## SUPPLIED TEXT
Useful source of further information


Holt, N. (2007) Positive Youth Development through Sport. London: Routledge.

Tuesday, 24 November 2009

Research into Practice 2: The dangers of early specialisation in sport

Although an early specialization trajectory may offer positive experiences and outcomes, it relies on a talent selection process in childhood that may be detrimental to continued sport participation.” (Leisha Strachan, Jean Côté and Janice Deakin)


Opinions about the benefits and necessity of early specialisation vary considerably. Some sports so-called early specialisation sports, like gymnastics, ice skating and swimming place great emphasis on young players limiting their participation to one or a small number of activities. Other models caution against the dangers of introducing too much too soon, and stress the value of novices experiencing a wide range of sports before specialising at a later stage.



What does Research Tell Us?

The strongest evidence in favour of early specialisation comes from research into the effects of practice and training (see also the section on practice). Scientists found that many expert performers in sport (and other areas) began their training at an early age and invested considerable time and energy from the beginning in their specialist sport. Some have speculated that early specialisation is important because if it did not begin early enough, late starters would risk being unable to catch up to those with a head start.


Critics of this approach have suggested that there are also serious negative consequences. For example, it has been suggested that early specialisation can result in impaired overall development in childhood, including restricted movement development and the stifling of psychological and social skills. Others have argued that early specialisation occurs at a time when developing bodies are vulnerable to over-use injuries. Perhaps most worrying of all, serious training in a single sport can reduce the fun and enjoyment aspects that are well-established to be vitally important for long-term participation. In other words, there is a real danger that early specialisers become early drop-outs.


An increasing number of studies have questioned the necessity of early specialisation. It has been found that in many sports elite players did not focus on that activity from an early age. On the contrary, these players ‘sampled’ a range of sports before progressively narrowing down the number of activities. Unlike early specialisers, these players’ experiences of early sports were generally play-like, inherently enjoyable and not serious. Up to half of pre-elite athletes reach an elite level in a different sport; so even in the case of elite sport it seems wise to develop a broad range of skills first.

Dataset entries
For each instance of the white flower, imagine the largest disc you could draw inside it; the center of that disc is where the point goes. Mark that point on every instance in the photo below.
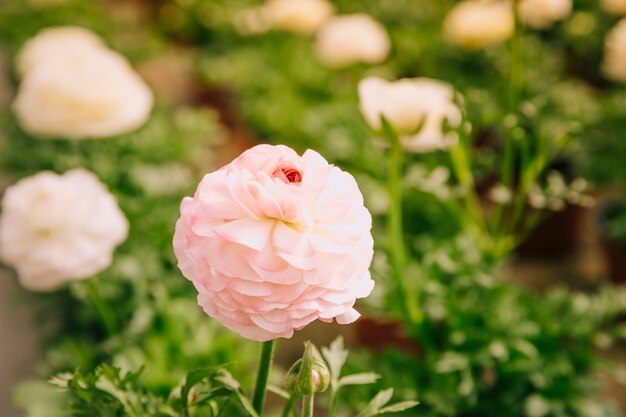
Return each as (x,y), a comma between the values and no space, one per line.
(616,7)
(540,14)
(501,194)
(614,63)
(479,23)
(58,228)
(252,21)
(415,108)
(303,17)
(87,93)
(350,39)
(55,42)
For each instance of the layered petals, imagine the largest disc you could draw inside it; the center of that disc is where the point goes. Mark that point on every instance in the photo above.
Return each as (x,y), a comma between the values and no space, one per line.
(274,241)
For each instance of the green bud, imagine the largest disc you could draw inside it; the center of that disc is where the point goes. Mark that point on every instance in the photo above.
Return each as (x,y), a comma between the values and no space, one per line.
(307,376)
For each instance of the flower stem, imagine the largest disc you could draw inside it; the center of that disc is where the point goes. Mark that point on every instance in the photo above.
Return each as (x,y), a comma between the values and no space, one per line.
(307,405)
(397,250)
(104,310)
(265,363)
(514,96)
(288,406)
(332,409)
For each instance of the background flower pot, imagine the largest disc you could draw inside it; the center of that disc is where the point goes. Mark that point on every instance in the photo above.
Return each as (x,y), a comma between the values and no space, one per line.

## TASKS AND EXERCISES
a. Do the following statements agree with the text on early specialization in sport above? (i) Gymnastics, ice skating and swimming are given as early specialization sports. (ii) Elite players in every sport focused on their sport from an early age. (iii) Up to half of pre-elite athletes reach an elite level in a different sport. Answer yes or no for each, and quote the deciding words of the text.
b. Could you take the text on early specialization in sport further, starting after its final sentence?

## TASK-BY-TASK OUTPUTS
a.
(i) Yes: "Some sports so-called early specialisation sports, like gymnastics, ice skating and swimming place great emphasis on young players limiting their participation to one or a small number of activities."
(ii) No: "It has been found that in many sports elite players did not focus on that activity from an early age."
(iii) Yes: "Up to half of pre-elite athletes reach an elite level in a different sport"

b.
Some studies have found that later specialisers are not placed at a disadvantage to early specialisers, although there is a great deal of variation between different sports.


Research into both early and late specialisation in sport reveals one constant theme: coaches and the wider social support network (including families and friends) are vitally important in the quality of players’ experiences of sport. Skilled coaches can mitigate against the potential stresses and strains of sport (which are especially evident among early specialisers) though an awareness of the changes affecting growing and developing bodies, and through encouraging close friendships and family support. An ethical and balanced approach seems most likely to bring about ultimate success.


What does it mean for coaching?

1. Coaches need to be sensitive to the potential risks of early specialisation in sport.


2. In many cases sampling a broad range of sports is valuable, and lays a solid foundation for later participation.


3. Where early specialisation is considered necessary, coaches need to acknowledge the physical, psychological and social stresses of serious training in childhood, and develop strategies to ensure healthy, overall development.


4. Coach educators need to ensure that all coaches of children are aware of the physical, psychological and social aspects of early training in sport, and that they are able to implement strategies that mitigate any potential harm.


Useful source of further information

Wiersma, L. D. (2000) Risks and benefits of youth sport specialization: perspectives and

recommendations. Pediatric Exercise Science, 12, pp. 13–22.